* [PAGE EXTRACT]
== Segment start ==
The European Alliance on Agricultural knowledge for Development

The potential of soil microbes to offer crop protection

14 March 2017. With an 8-million-dollar grant from the Bill and Melinda Gates Foundation, an international team will now explore the potential of soil microbes to offer crop protection. The Netherlands Institute of Ecology (NIOO-KNAW) is coordinating this 5-year project. The project has been aptly named PROMISE, which stands for ‘Promoting Root Microbes for Integrated Striga Eradication’.

The team consists of scientists from the Netherlands, Ethiopia and the United States. NIOO’s research partners are the Ethiopian Institute of Agricultural Research (EIAR,Ethiopia), the company AgBiome and the University of California, Davis (United States), and the Westerdijk Fungal Biodiversity Institute and University of Amsterdam (Netherlands). Together, they will carry out research from lab to greenhouse and field.
== Segment end ==
[Natural language descriptions of regions]
== Segment start ==
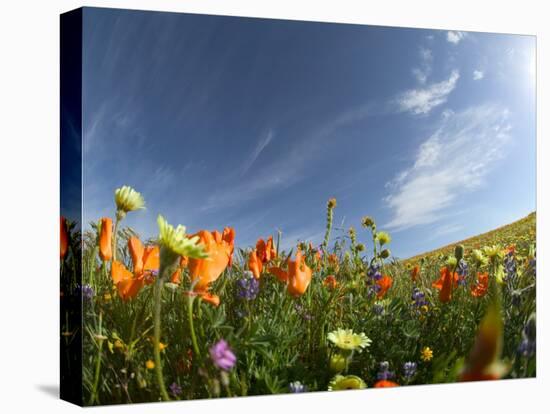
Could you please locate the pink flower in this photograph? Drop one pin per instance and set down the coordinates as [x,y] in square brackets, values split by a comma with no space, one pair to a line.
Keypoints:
[222,355]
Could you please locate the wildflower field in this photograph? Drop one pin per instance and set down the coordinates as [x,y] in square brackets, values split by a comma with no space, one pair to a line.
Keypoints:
[187,316]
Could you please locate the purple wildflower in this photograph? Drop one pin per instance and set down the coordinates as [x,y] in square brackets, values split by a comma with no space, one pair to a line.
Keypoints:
[419,298]
[384,373]
[378,308]
[175,389]
[462,271]
[528,346]
[222,355]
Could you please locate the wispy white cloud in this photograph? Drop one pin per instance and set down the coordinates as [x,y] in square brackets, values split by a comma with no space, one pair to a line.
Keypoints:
[289,167]
[478,74]
[450,163]
[445,229]
[260,146]
[424,70]
[290,239]
[455,37]
[421,101]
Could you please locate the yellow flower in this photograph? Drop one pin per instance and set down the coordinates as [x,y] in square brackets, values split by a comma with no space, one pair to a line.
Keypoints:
[383,238]
[127,199]
[367,221]
[338,363]
[177,241]
[347,340]
[349,382]
[479,258]
[493,252]
[426,354]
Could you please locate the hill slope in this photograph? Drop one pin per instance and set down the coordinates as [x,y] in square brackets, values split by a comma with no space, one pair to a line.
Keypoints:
[523,229]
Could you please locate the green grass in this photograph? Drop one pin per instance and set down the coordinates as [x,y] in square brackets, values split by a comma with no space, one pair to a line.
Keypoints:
[278,339]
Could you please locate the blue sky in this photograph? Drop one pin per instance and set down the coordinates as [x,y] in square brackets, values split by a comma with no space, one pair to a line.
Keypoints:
[255,123]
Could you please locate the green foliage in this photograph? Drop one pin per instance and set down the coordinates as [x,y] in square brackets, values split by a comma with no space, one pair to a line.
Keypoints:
[279,339]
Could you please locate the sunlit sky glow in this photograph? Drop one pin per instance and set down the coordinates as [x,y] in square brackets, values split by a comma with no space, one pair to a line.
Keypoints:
[255,123]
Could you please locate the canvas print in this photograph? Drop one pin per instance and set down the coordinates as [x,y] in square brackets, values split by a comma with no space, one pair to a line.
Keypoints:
[259,206]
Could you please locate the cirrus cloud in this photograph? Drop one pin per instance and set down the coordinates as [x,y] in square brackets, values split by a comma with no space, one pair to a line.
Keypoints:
[421,101]
[453,161]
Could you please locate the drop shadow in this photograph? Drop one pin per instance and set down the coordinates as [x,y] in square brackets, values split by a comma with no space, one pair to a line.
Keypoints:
[51,390]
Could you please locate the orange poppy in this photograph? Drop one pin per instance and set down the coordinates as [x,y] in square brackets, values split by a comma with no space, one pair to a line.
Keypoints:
[281,274]
[481,286]
[203,272]
[330,282]
[299,275]
[384,283]
[64,242]
[445,284]
[415,272]
[145,261]
[105,239]
[255,264]
[385,384]
[483,362]
[127,285]
[176,276]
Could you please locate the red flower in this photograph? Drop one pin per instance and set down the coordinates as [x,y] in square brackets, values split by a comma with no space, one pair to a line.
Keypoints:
[445,284]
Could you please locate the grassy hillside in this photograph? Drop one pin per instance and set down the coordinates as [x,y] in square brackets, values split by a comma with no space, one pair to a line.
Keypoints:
[522,230]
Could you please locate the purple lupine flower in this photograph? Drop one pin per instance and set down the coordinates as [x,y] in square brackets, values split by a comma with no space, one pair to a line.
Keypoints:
[462,271]
[378,308]
[384,373]
[87,292]
[222,355]
[533,265]
[175,389]
[409,369]
[297,387]
[248,288]
[418,297]
[510,267]
[528,346]
[373,272]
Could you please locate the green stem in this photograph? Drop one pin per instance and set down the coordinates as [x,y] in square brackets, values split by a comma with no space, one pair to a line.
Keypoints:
[156,333]
[190,301]
[119,217]
[97,363]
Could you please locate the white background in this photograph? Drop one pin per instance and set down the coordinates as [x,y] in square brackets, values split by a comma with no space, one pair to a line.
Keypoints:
[29,193]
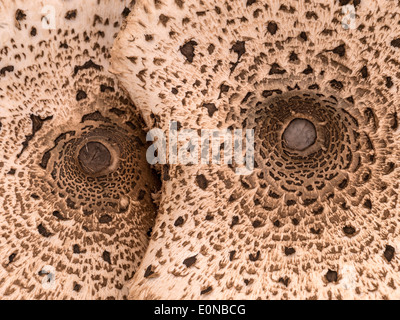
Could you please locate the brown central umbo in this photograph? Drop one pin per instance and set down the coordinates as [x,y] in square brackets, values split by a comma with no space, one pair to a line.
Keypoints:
[94,157]
[300,134]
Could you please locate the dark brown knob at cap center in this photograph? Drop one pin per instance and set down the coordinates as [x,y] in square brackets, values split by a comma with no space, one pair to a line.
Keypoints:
[94,157]
[300,134]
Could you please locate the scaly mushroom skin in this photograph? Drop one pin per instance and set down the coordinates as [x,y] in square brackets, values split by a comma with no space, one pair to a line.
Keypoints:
[75,187]
[322,222]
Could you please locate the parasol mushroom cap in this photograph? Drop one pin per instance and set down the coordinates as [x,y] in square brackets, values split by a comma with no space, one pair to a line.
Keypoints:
[75,188]
[320,222]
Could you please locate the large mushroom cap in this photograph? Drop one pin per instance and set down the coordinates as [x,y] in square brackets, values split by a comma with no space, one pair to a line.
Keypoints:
[75,187]
[313,220]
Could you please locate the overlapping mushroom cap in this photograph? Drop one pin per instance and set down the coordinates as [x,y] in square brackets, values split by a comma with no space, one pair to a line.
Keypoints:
[319,216]
[75,188]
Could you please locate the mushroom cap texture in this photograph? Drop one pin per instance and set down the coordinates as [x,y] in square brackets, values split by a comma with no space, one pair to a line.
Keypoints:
[66,234]
[323,223]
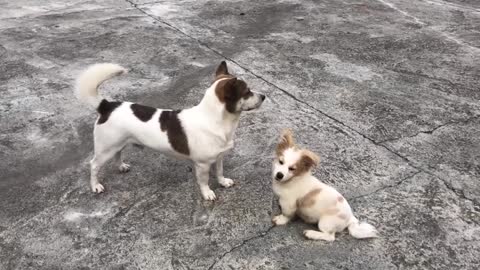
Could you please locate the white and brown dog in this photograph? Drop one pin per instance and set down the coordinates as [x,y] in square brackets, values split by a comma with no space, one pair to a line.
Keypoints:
[202,133]
[300,193]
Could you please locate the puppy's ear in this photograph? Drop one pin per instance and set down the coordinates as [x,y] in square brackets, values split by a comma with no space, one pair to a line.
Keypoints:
[222,69]
[308,160]
[286,141]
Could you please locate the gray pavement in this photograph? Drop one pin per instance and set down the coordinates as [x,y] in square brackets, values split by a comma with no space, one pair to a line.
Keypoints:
[385,91]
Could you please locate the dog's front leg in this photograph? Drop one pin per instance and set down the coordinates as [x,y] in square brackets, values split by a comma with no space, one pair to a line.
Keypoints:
[201,172]
[225,182]
[288,212]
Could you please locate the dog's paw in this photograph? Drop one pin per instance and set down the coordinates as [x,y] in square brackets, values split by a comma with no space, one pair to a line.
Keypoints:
[226,182]
[280,220]
[209,195]
[98,188]
[316,235]
[124,168]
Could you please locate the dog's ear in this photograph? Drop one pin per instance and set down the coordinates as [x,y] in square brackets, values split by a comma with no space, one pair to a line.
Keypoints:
[308,160]
[229,89]
[222,69]
[286,141]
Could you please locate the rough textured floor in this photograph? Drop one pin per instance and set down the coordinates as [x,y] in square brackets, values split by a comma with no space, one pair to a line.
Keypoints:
[386,91]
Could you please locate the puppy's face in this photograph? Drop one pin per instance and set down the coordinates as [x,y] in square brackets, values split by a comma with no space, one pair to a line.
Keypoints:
[235,93]
[291,161]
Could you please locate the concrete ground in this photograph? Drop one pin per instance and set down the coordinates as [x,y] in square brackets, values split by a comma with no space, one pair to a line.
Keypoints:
[385,91]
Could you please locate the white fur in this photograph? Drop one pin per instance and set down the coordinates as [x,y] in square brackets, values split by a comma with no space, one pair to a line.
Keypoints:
[292,188]
[209,129]
[87,83]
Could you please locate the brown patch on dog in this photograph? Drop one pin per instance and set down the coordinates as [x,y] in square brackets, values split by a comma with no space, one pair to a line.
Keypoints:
[230,92]
[224,77]
[307,161]
[144,113]
[330,211]
[170,123]
[309,198]
[105,108]
[286,141]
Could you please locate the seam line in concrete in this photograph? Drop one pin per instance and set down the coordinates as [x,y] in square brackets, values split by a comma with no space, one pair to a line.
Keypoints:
[261,235]
[396,184]
[431,131]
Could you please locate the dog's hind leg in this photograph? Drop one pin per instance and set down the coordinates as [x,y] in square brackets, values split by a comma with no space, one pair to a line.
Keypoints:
[202,172]
[96,164]
[106,147]
[225,182]
[328,226]
[122,166]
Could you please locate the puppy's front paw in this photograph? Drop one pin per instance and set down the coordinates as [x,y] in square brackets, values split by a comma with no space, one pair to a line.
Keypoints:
[226,182]
[280,220]
[124,168]
[310,234]
[208,195]
[98,188]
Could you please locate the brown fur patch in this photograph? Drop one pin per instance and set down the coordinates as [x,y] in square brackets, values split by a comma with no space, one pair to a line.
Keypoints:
[286,141]
[105,108]
[170,123]
[224,77]
[307,161]
[309,199]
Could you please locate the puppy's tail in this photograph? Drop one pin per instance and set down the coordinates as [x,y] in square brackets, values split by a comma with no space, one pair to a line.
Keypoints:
[86,87]
[361,230]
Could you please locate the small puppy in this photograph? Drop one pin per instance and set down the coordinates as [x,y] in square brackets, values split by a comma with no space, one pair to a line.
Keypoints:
[300,193]
[202,133]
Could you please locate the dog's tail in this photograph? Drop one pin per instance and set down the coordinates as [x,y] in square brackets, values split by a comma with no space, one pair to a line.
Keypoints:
[86,87]
[361,230]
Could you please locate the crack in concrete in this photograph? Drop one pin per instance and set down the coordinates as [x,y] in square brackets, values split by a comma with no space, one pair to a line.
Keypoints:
[396,184]
[431,131]
[460,193]
[433,28]
[405,159]
[261,235]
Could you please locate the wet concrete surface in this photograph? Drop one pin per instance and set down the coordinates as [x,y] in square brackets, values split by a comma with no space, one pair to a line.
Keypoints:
[385,91]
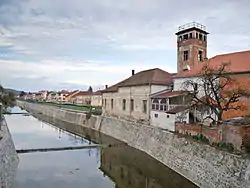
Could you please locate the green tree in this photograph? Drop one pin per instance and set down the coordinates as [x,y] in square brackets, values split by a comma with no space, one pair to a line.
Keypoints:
[90,89]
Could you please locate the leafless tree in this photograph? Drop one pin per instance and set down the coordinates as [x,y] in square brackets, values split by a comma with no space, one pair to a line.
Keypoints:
[215,89]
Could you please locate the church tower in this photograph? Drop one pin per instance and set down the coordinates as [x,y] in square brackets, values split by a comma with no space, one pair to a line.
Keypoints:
[191,46]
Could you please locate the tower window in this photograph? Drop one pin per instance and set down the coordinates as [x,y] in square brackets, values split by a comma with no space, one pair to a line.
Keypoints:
[112,104]
[185,55]
[144,102]
[131,105]
[200,36]
[185,36]
[200,58]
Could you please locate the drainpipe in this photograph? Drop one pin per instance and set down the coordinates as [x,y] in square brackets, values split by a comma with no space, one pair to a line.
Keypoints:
[129,102]
[1,114]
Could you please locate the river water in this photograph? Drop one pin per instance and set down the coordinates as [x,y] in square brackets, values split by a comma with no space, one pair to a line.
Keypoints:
[113,167]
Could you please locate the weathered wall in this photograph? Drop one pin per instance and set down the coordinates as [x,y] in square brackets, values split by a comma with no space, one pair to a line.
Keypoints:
[204,165]
[163,120]
[136,93]
[8,158]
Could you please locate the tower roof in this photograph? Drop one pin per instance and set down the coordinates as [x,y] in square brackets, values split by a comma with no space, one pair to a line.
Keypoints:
[191,26]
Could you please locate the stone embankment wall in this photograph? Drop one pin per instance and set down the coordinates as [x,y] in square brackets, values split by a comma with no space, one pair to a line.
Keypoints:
[204,165]
[8,158]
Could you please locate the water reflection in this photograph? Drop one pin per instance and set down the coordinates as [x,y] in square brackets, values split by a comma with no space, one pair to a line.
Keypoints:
[61,169]
[126,166]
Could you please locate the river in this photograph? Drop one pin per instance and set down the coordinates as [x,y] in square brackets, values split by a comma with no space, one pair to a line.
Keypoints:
[112,167]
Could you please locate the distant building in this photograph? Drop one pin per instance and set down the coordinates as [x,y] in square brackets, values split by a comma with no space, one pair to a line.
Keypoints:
[130,98]
[71,96]
[191,46]
[83,98]
[169,107]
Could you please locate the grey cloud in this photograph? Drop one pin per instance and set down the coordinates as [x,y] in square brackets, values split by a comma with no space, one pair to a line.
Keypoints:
[119,30]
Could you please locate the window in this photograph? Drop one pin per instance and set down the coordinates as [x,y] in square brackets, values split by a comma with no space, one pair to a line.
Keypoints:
[200,56]
[205,38]
[200,36]
[155,103]
[124,104]
[112,104]
[185,55]
[131,105]
[195,87]
[144,102]
[185,37]
[163,105]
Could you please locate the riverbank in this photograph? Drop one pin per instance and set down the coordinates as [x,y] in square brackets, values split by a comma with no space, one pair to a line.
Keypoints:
[8,157]
[204,165]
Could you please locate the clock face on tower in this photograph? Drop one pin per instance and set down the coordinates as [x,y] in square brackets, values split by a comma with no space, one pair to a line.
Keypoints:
[191,46]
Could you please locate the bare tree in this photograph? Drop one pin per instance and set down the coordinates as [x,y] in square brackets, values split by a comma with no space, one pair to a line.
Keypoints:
[215,89]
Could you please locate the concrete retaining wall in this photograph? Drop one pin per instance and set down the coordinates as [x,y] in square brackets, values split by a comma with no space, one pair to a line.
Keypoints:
[204,165]
[8,158]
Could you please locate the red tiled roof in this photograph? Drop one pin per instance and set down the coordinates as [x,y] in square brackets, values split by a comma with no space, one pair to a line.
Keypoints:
[239,63]
[84,93]
[152,76]
[171,94]
[177,109]
[97,92]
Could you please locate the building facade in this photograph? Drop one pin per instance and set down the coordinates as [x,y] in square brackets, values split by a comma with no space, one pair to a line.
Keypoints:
[83,98]
[96,99]
[130,99]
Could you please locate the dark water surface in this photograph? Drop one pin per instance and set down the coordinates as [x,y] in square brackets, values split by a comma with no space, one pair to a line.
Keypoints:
[114,167]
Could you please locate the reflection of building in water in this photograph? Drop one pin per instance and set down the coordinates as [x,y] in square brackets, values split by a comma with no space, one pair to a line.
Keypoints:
[126,166]
[131,168]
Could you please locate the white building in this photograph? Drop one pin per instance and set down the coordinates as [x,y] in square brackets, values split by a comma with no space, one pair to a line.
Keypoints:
[130,98]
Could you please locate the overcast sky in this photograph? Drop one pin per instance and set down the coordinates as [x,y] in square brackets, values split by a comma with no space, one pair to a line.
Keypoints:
[60,44]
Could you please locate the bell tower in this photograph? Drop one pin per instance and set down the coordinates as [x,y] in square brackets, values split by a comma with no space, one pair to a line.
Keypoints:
[191,46]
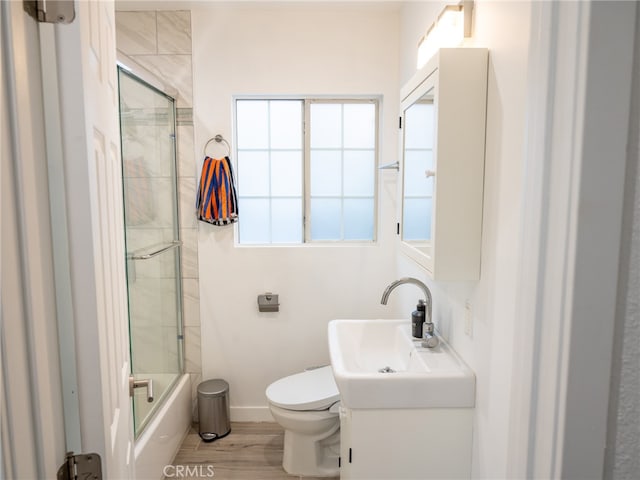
== Segment end ==
* [INSTRUCTIONS FOR THE TASK] In the text on soil microbes for crop protection, which institute is coordinating the five-year project?

* [ANSWER BOX] The Netherlands Institute of Ecology (NIOO-KNAW)